▸ What to work on
The reply must repeat each entry exactly and contain no pictures.

▸ Given information
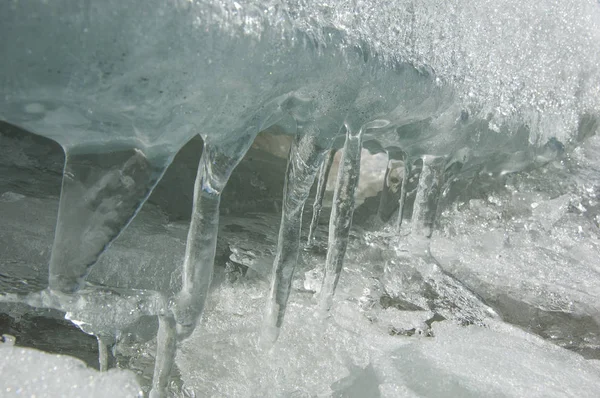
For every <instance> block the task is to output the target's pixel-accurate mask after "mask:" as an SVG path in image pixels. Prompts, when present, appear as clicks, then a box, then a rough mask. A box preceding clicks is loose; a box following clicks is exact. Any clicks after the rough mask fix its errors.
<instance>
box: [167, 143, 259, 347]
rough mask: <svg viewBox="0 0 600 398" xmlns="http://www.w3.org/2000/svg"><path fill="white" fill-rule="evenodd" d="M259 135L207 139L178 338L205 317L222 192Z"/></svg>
mask: <svg viewBox="0 0 600 398" xmlns="http://www.w3.org/2000/svg"><path fill="white" fill-rule="evenodd" d="M255 136H256V134H248V135H247V136H246V137H244V138H242V139H237V140H236V141H234V142H219V143H211V142H208V141H206V140H205V142H204V150H203V152H202V156H201V158H200V162H199V164H198V174H197V175H196V182H195V184H194V204H193V209H192V219H191V221H190V227H189V230H188V236H187V244H186V249H185V258H184V264H183V285H182V288H181V291H180V292H179V294H178V295H177V297H176V299H175V306H174V309H173V310H174V313H175V319H176V321H177V336H178V338H179V339H184V338H187V337H188V336H189V335H190V334H191V333H192V332H193V331H194V329H195V327H196V324H197V323H198V320H199V319H200V317H201V316H202V312H203V310H204V304H205V302H206V297H207V295H208V290H209V287H210V283H211V281H212V275H213V268H214V260H215V252H216V247H217V232H218V228H219V206H220V203H221V193H222V191H223V189H224V188H225V185H226V184H227V181H228V180H229V177H230V176H231V173H232V172H233V170H234V169H235V167H236V166H237V165H238V163H239V162H240V161H241V160H242V158H243V157H244V155H245V154H246V152H247V151H248V149H249V148H250V145H251V144H252V142H253V141H254V137H255Z"/></svg>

▸ Written reply
For every <instance> block the task is to output the target's pixel-accurate mask after "mask:" as an SVG path in image pixels. Prompts, when present, appear as clicks, then a box, then a rough mask. A box preceding clicks is loose; a box following clicks is exact. Any clicks after the rough mask fix its errors.
<instance>
box: [167, 143, 259, 347]
rough mask: <svg viewBox="0 0 600 398" xmlns="http://www.w3.org/2000/svg"><path fill="white" fill-rule="evenodd" d="M259 135L207 139L178 338L205 317L222 192Z"/></svg>
mask: <svg viewBox="0 0 600 398" xmlns="http://www.w3.org/2000/svg"><path fill="white" fill-rule="evenodd" d="M255 136H256V134H248V135H247V136H246V137H244V138H242V139H237V140H236V141H234V142H219V143H211V142H208V141H206V140H205V142H204V150H203V152H202V156H201V158H200V162H199V164H198V174H197V175H196V182H195V184H194V204H193V209H192V219H191V221H190V227H189V230H188V236H187V244H186V249H185V258H184V264H183V285H182V288H181V291H180V292H179V294H178V295H177V297H176V299H175V306H174V309H173V310H174V313H175V319H176V321H177V336H178V338H179V339H184V338H187V337H188V336H189V335H190V334H191V333H192V332H193V331H194V329H195V327H196V324H197V323H198V320H199V319H200V317H201V316H202V312H203V310H204V304H205V302H206V297H207V295H208V290H209V287H210V283H211V281H212V275H213V268H214V260H215V252H216V247H217V232H218V228H219V206H220V203H221V193H222V191H223V189H224V188H225V185H226V184H227V181H228V180H229V177H230V176H231V173H232V172H233V170H234V169H235V167H236V166H237V165H238V163H239V162H240V161H241V160H242V158H243V157H244V155H245V154H246V152H247V151H248V149H249V148H250V145H251V144H252V142H253V141H254V137H255Z"/></svg>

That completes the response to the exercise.